[[ EXTRACT PROVIDED open ]]
Client’s often call Adrian Philip Thomas, P.A. to ask “how do I contest a Will?” There are specific grounds and legal reasons needed to challenge a Will in Florida and a skilled Florida probate lawyer can provide guidance.
First, the Will should be scrutinized to see if it was properly executed, witnessed and notarized. In Florida, there are very specific laws regarding the formality of how a Will is signed. It must be signed by the Testator and witnessed by two witnesses in the same room and the same time who actually witness the Testator executing the Will. Each witness must sign in the presence of the other, and then the Will needs to be notarized.
Second, under Florida law, the Testator is required to have the appropriate mental capacity to sign the Will. This would include the Testator understanding the nature and value of his assets, who should inherit those assets, and the legal effect of signing the Will. A Will can be declared invalid if the Testator lacked the appropriate capacity to execute the Will. In the case of Miami Rescue Mission, Inc. v. Roberts, 943 So.2d 274 (Fla. 3rd DCA 2006), the decedent had executed a new will in 2005 while in the hospital with severe pain and under the influence of strong medications. The decedent’s physicians testified that the medications the decedent had been taking changed her personality, and a psychiatrist testified that the decedent was delusional. The Court found that through testimony of a caretaker and physicians, the decedent was suffering from an insane delusion at the time the Will was executed, and therefore lacked testamentary capacity which invalidated the Will. Id. The Court further defined an insane delusion as a spontaneous conception and acceptance as fact of that which has no real existence except in imagination. Id. This case was unusual. Generally, lack of capacity is established through medical records and testimony of caretakers and relatives.
[[ EXTRACT PROVIDED closed ]]
● INSTRUCTIONS TO FOLLOW
Copy out the passage on contesting a Will in Florida, starting at the words "Client’s often call" and ending after "can provide guidance.", renaming each "Will" to "Trust". You won't need the records for anything here.
[[ RECORDS SUPPLIED open ]]
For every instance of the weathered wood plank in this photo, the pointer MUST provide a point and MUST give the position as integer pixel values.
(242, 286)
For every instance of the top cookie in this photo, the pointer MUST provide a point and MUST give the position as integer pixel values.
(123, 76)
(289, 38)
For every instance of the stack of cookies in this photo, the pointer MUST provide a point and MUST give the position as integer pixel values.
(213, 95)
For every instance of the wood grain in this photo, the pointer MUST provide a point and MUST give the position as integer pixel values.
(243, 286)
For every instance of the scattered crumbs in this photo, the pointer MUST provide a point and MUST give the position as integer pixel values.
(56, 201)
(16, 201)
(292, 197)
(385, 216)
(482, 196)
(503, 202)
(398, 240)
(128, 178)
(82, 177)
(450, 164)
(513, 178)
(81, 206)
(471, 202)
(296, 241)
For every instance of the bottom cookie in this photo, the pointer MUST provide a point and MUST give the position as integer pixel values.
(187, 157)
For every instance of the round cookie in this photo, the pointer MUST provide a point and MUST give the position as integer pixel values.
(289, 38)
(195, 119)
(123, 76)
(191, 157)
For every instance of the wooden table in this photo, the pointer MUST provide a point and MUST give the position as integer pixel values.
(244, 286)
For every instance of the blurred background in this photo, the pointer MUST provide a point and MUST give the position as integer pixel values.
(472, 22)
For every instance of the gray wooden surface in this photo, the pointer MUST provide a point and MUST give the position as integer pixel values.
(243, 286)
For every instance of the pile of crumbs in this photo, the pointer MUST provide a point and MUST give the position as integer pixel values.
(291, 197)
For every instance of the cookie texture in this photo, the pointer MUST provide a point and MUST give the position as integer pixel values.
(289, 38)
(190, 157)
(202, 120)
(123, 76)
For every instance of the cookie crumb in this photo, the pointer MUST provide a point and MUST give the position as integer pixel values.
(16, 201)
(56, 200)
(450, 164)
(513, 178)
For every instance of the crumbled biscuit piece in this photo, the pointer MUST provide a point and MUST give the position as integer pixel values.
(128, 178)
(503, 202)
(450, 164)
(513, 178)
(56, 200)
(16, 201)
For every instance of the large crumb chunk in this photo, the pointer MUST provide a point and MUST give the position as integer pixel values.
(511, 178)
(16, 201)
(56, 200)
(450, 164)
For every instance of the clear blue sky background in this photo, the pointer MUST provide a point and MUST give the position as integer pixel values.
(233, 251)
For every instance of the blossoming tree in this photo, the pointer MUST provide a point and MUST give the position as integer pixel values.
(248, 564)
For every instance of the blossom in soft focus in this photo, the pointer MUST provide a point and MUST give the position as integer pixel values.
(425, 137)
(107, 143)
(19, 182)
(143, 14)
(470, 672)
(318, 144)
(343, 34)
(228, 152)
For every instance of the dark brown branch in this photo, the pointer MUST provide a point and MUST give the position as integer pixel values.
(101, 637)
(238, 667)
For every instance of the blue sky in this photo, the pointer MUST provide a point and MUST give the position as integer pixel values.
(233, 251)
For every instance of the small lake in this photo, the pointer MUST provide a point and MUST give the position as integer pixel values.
[[ RECORDS SUPPLIED closed ]]
● TASK RESPONSE
Client’s often call Adrian Philip Thomas, P.A. to ask “how do I contest a Trust?” There are specific grounds and legal reasons needed to challenge a Trust in Florida and a skilled Florida probate lawyer can provide guidance.